# EXERCISE AIM:
Give again the lines from the line with "Where can the green leaflet" to the last line of the records, exactly and in full. Do not carry over any pictures.

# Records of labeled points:
<<<<
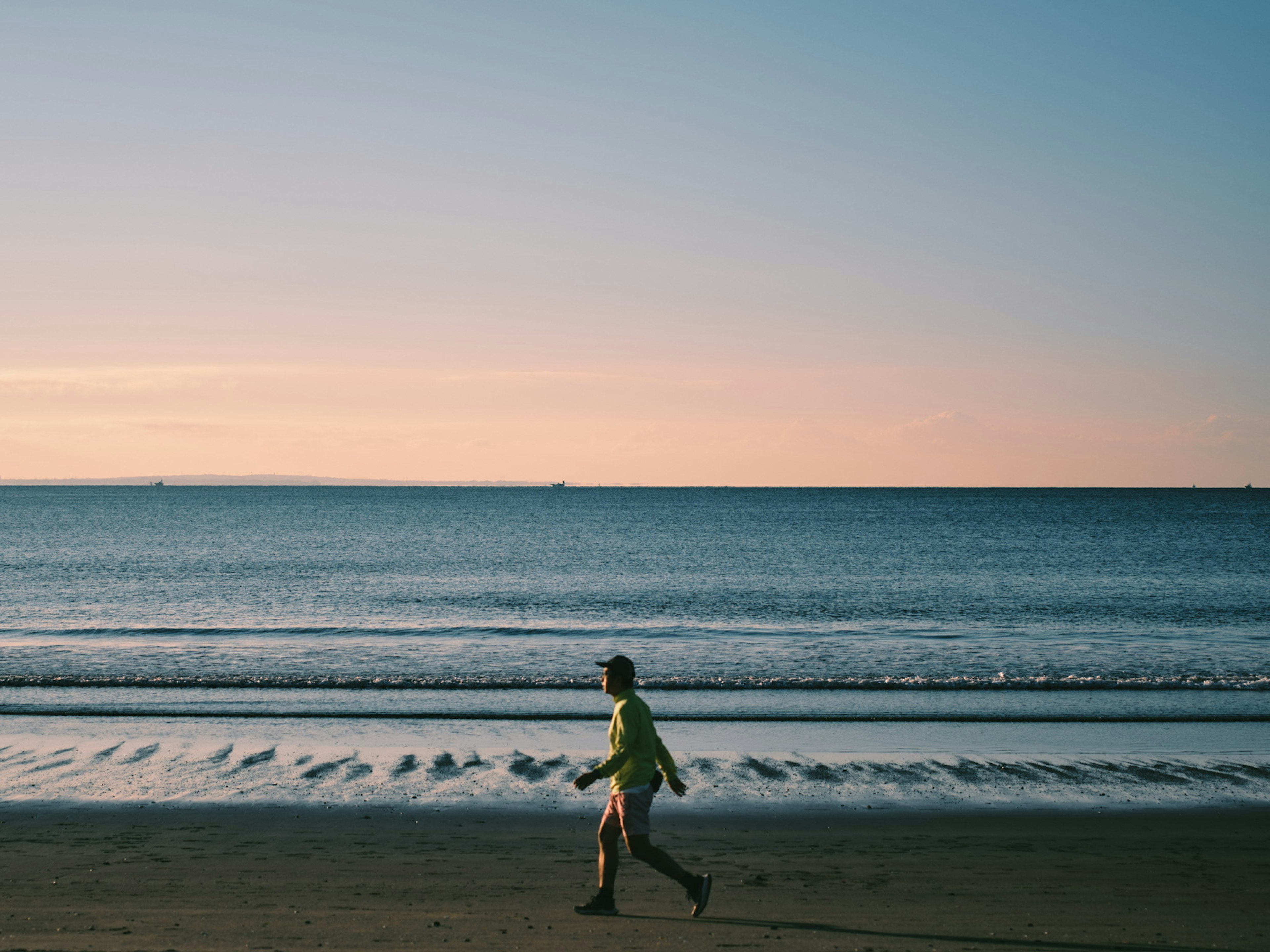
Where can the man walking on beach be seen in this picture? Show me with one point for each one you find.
(634, 754)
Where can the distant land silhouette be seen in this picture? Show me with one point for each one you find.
(270, 479)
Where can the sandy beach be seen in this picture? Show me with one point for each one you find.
(253, 878)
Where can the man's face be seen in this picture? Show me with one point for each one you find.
(611, 683)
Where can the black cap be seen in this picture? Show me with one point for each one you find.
(620, 666)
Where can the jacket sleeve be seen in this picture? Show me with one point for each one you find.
(666, 761)
(621, 746)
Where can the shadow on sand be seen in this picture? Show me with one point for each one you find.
(777, 925)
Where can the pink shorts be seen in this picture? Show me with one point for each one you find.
(629, 812)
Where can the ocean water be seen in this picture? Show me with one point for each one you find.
(801, 647)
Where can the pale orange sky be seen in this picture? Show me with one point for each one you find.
(822, 247)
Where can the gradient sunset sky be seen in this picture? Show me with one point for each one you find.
(663, 243)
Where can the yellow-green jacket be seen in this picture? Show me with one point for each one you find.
(634, 748)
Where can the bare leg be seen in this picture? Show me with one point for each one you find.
(642, 850)
(609, 837)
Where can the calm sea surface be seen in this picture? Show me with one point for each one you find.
(140, 626)
(334, 587)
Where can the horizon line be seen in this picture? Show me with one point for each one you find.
(191, 480)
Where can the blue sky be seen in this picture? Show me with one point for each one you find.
(689, 191)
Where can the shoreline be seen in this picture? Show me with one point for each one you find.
(192, 878)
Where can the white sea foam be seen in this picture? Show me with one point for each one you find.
(75, 769)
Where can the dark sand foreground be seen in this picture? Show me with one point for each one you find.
(304, 879)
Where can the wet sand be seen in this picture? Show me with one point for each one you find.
(869, 880)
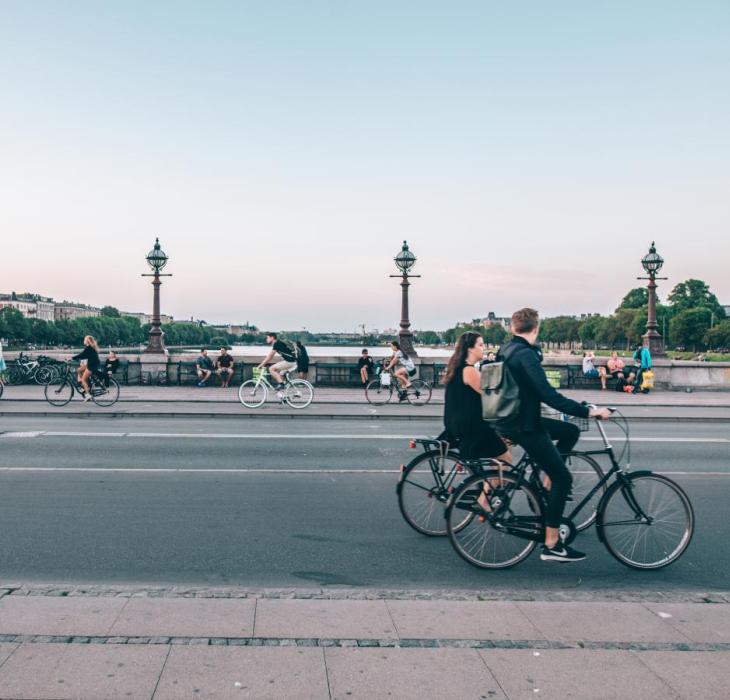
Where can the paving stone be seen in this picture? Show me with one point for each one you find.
(243, 672)
(461, 620)
(58, 616)
(702, 674)
(183, 617)
(409, 674)
(337, 619)
(600, 622)
(50, 671)
(698, 622)
(579, 674)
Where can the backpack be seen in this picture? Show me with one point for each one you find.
(500, 393)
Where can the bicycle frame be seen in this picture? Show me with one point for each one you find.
(616, 471)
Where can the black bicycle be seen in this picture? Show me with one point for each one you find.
(427, 482)
(104, 390)
(495, 518)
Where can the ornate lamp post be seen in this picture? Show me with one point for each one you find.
(404, 261)
(156, 259)
(652, 262)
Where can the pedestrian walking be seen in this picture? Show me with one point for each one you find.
(302, 360)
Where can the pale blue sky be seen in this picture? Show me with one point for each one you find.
(528, 151)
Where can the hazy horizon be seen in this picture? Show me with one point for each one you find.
(283, 151)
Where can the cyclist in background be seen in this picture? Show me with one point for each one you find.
(288, 355)
(89, 357)
(536, 434)
(403, 368)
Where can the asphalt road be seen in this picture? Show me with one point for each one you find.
(291, 504)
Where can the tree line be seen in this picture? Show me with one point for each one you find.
(692, 319)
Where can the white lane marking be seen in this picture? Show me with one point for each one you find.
(265, 470)
(298, 436)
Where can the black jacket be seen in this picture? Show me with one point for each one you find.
(91, 357)
(523, 361)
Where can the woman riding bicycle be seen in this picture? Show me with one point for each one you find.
(90, 354)
(463, 405)
(402, 366)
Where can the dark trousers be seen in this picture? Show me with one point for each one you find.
(547, 455)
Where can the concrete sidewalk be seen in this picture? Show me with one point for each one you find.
(341, 403)
(127, 643)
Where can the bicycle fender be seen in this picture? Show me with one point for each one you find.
(615, 486)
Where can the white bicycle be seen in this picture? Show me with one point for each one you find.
(297, 393)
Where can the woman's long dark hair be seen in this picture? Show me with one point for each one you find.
(465, 343)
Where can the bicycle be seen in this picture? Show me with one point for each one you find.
(427, 482)
(104, 391)
(380, 390)
(297, 393)
(645, 520)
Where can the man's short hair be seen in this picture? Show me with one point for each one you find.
(525, 320)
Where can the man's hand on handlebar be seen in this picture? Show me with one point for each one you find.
(600, 413)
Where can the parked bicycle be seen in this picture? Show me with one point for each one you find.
(427, 482)
(104, 390)
(644, 519)
(297, 393)
(381, 390)
(26, 370)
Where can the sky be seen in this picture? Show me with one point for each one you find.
(282, 151)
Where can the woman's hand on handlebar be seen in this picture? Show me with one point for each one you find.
(601, 413)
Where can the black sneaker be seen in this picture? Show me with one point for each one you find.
(561, 552)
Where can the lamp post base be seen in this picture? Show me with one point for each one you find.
(655, 343)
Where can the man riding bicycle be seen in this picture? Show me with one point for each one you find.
(288, 360)
(536, 434)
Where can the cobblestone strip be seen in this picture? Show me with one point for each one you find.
(568, 596)
(368, 643)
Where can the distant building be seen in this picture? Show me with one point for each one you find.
(492, 319)
(30, 305)
(68, 311)
(146, 318)
(240, 329)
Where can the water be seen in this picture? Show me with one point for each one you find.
(341, 351)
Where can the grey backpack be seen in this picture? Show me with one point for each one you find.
(500, 394)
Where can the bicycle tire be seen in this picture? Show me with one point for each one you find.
(377, 394)
(586, 473)
(252, 394)
(298, 393)
(59, 394)
(418, 393)
(423, 493)
(657, 495)
(480, 542)
(44, 375)
(109, 395)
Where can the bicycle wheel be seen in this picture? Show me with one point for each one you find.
(103, 395)
(252, 393)
(418, 393)
(586, 473)
(376, 393)
(59, 394)
(646, 521)
(424, 488)
(298, 393)
(503, 535)
(44, 375)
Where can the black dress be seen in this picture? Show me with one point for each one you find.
(463, 420)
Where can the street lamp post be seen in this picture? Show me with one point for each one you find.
(156, 259)
(652, 262)
(404, 261)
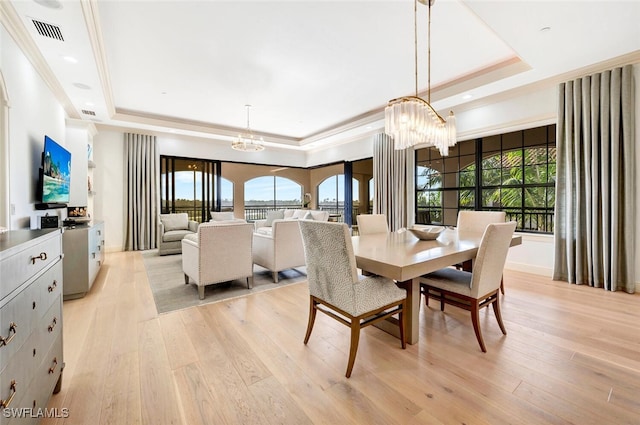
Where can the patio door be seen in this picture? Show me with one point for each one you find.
(189, 185)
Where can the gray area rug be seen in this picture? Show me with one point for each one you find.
(170, 293)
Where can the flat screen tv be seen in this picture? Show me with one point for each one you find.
(55, 176)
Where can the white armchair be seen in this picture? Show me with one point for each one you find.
(219, 252)
(171, 229)
(279, 249)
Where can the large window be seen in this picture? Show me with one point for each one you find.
(268, 193)
(513, 172)
(188, 185)
(331, 196)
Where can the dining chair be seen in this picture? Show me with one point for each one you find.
(372, 223)
(476, 222)
(479, 288)
(336, 288)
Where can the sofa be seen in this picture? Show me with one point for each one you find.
(277, 241)
(171, 229)
(219, 252)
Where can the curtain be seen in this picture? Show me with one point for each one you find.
(595, 203)
(142, 163)
(394, 179)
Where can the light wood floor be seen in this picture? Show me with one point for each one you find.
(571, 356)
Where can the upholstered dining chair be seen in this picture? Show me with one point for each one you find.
(336, 289)
(476, 222)
(218, 252)
(372, 223)
(477, 289)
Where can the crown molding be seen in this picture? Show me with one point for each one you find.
(20, 35)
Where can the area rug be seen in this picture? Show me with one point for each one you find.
(170, 293)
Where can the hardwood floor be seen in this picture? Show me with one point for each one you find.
(571, 356)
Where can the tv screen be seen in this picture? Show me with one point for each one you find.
(56, 167)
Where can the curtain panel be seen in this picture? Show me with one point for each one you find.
(142, 164)
(595, 202)
(394, 179)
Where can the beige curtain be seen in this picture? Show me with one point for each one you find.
(142, 164)
(394, 180)
(595, 203)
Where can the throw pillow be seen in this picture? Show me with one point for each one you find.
(273, 215)
(221, 216)
(175, 221)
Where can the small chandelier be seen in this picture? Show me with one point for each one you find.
(411, 120)
(248, 142)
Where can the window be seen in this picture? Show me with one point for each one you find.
(226, 195)
(513, 172)
(331, 195)
(269, 193)
(188, 185)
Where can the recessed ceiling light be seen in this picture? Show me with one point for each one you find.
(51, 4)
(82, 86)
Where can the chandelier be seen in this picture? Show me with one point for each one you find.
(248, 142)
(411, 120)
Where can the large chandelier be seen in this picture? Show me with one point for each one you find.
(411, 120)
(248, 142)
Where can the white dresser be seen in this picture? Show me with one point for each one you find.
(30, 322)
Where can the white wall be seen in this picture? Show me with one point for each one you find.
(33, 112)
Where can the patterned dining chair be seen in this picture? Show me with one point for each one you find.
(479, 288)
(476, 222)
(336, 288)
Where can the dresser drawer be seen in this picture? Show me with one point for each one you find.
(20, 369)
(28, 262)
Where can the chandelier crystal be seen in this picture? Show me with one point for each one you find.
(411, 120)
(248, 142)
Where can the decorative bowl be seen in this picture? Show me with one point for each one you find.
(427, 232)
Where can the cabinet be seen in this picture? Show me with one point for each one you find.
(31, 359)
(83, 247)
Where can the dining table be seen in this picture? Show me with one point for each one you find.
(403, 257)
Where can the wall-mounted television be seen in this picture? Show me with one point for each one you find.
(55, 175)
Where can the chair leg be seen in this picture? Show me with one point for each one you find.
(401, 322)
(353, 349)
(496, 311)
(312, 319)
(475, 319)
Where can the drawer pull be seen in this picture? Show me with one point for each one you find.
(42, 256)
(52, 325)
(55, 364)
(52, 286)
(7, 402)
(12, 333)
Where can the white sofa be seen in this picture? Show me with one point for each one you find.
(277, 243)
(219, 252)
(171, 229)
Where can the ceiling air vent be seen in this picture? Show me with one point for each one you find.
(48, 30)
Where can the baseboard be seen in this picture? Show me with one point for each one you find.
(528, 268)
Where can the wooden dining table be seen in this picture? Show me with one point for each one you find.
(403, 257)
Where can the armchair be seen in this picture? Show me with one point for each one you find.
(171, 229)
(219, 252)
(279, 249)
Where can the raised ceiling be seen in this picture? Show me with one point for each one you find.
(311, 69)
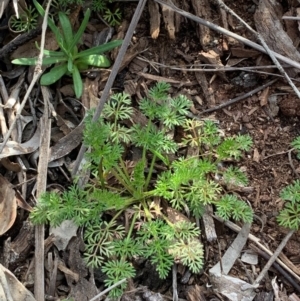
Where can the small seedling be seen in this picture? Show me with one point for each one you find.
(119, 186)
(69, 60)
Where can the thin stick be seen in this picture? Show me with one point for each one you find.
(239, 98)
(253, 238)
(36, 75)
(107, 290)
(113, 74)
(262, 41)
(291, 163)
(39, 283)
(273, 258)
(222, 30)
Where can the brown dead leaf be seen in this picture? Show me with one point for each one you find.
(256, 155)
(153, 8)
(8, 205)
(12, 288)
(168, 16)
(13, 148)
(263, 97)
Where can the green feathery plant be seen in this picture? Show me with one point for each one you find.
(118, 185)
(69, 60)
(289, 216)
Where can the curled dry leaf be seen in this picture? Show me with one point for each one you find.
(13, 148)
(66, 144)
(12, 288)
(8, 206)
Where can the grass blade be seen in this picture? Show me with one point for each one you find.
(53, 75)
(95, 60)
(99, 49)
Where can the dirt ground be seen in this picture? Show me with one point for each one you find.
(271, 124)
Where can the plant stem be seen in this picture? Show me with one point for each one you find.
(150, 172)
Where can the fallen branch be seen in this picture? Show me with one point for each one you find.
(112, 76)
(224, 31)
(264, 44)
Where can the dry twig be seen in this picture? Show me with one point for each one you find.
(224, 31)
(262, 41)
(113, 74)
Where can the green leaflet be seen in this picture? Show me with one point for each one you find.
(94, 60)
(33, 61)
(100, 49)
(53, 75)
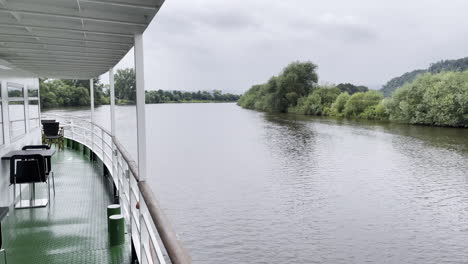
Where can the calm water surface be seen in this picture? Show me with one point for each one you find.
(248, 187)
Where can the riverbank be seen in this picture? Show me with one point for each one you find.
(316, 182)
(431, 100)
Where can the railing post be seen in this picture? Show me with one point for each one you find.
(91, 92)
(103, 147)
(140, 105)
(72, 128)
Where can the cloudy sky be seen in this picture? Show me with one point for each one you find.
(232, 44)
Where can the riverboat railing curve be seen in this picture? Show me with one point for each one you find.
(153, 236)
>>>>
# FULL RESPONSE:
Where can the green leaflet be seen in this picture? Show me with one point for each one you find.
(94, 60)
(33, 61)
(100, 49)
(53, 75)
Where can the calm water surface be seen in this picture? Show me with one point for each one you find.
(248, 187)
Where can the riverbank be seen in this picture? Show me with one point for each one you find.
(316, 182)
(431, 100)
Where can the railing post be seen in this picture? Show me with one point for each one you find.
(91, 92)
(103, 147)
(140, 105)
(72, 128)
Where can the cloudy sky be seen in this picture? Show me with one point for each one you find.
(232, 44)
Where can the riverboat railing curve be seen in this picture? Show me with one point for each one you find.
(153, 236)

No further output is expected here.